**QUOTED PASSAGE:**
——

Our first attempt at building a security performance optimization model focused on patch management, and we called it Project Quant. Over about 6 months we built a standard process framework for patch management, with heavy community participation, and then identified a series of detailed metrics for each step in the process. We ended up with about 40 steps in 10 min phases, with well over 100 potential metrics, prioritized so you can focus on few key areas because few people have the resources to measure them all.
About a month ago we were approached by a database security vendor to see if we could do the same thing for database security. This vendor, Application Security Inc., wanted an open, public, objective framework to measure the potential costs associated with database security. As with the initial Project Quant, which was sponsored by Microsoft, we agreed to proceed with the project as long as we could maintain our Totally Transparent Research policy. In other words, all the work has to be done in public, and the sponsor must participate through the same public mechanisms (comments and forum posts) as anyone else.
This project aligns very well with our research coverage, and we’ve been looking for an excuse to build out more-detailed database security process models for some time now. We also realized the format we used for Project Quant works well for other process-based metrics models. Thus we’re proud to introduce Project Quant for Database Security, and we will now refer to the initial project as Project Quant for Patch Management.
Based on what we have learned to date in Project Quant, this is how the project will proceed:
- We will, with community involvement, build out a high-level process framework for database security (see the patch management cycle for an example).
- Once the high level process looks good, we will build out detailed steps for each phase of the higher-level process, and solicit public feedback and involvement.

——

**RECORDED INFORMATION:**
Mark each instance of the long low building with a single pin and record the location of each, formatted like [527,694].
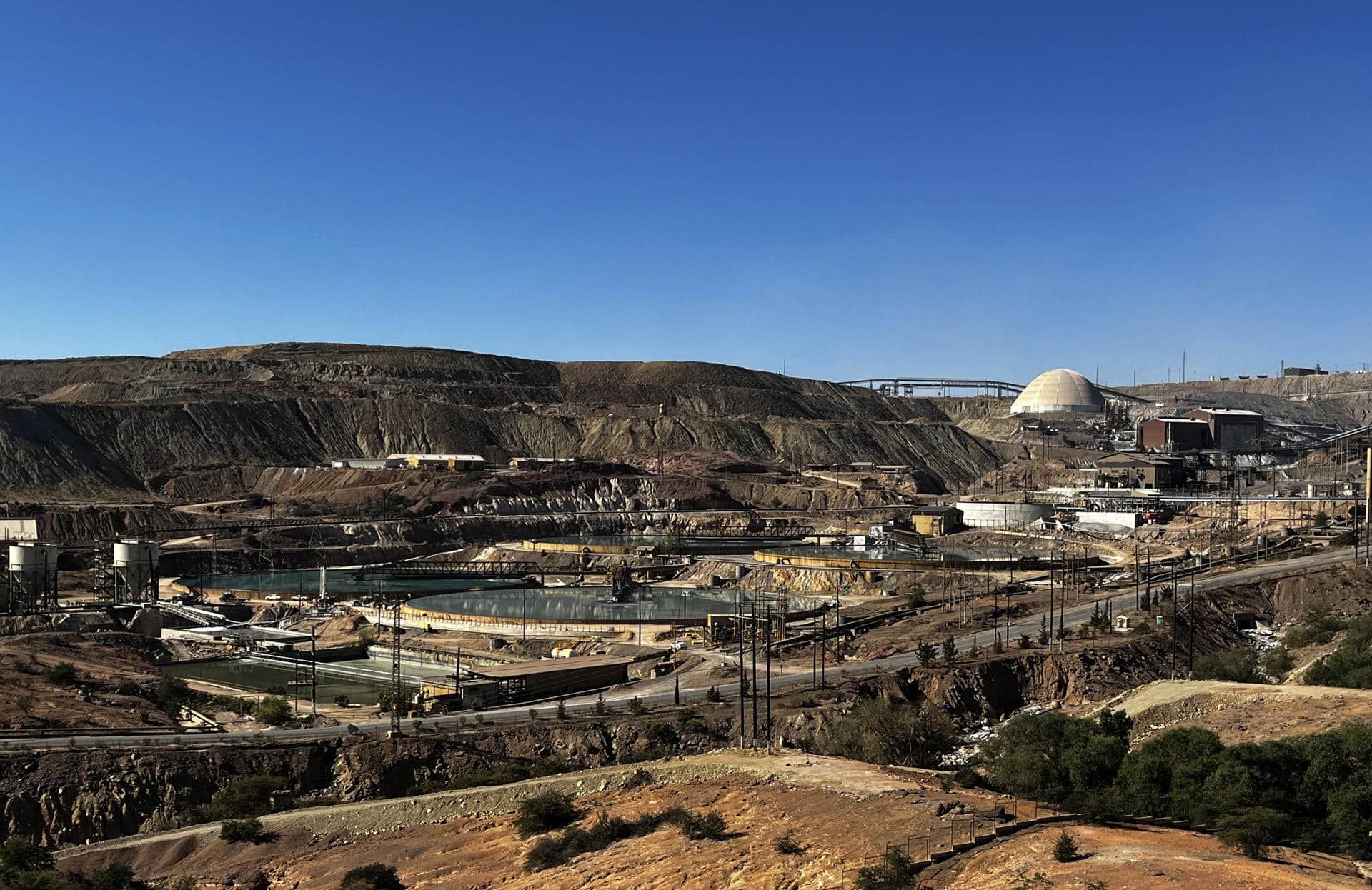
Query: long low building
[553,678]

——

**DIRECTIVE:** Copy everything in the Project Quant text from "Based on what" down to "feedback and involvement.". The listing is separate material, unrelated to the Project Quant text.

**RIGHT ANSWER:**
Based on what we have learned to date in Project Quant, this is how the project will proceed:
- We will, with community involvement, build out a high-level process framework for database security (see the patch management cycle for an example).
- Once the high level process looks good, we will build out detailed steps for each phase of the higher-level process, and solicit public feedback and involvement.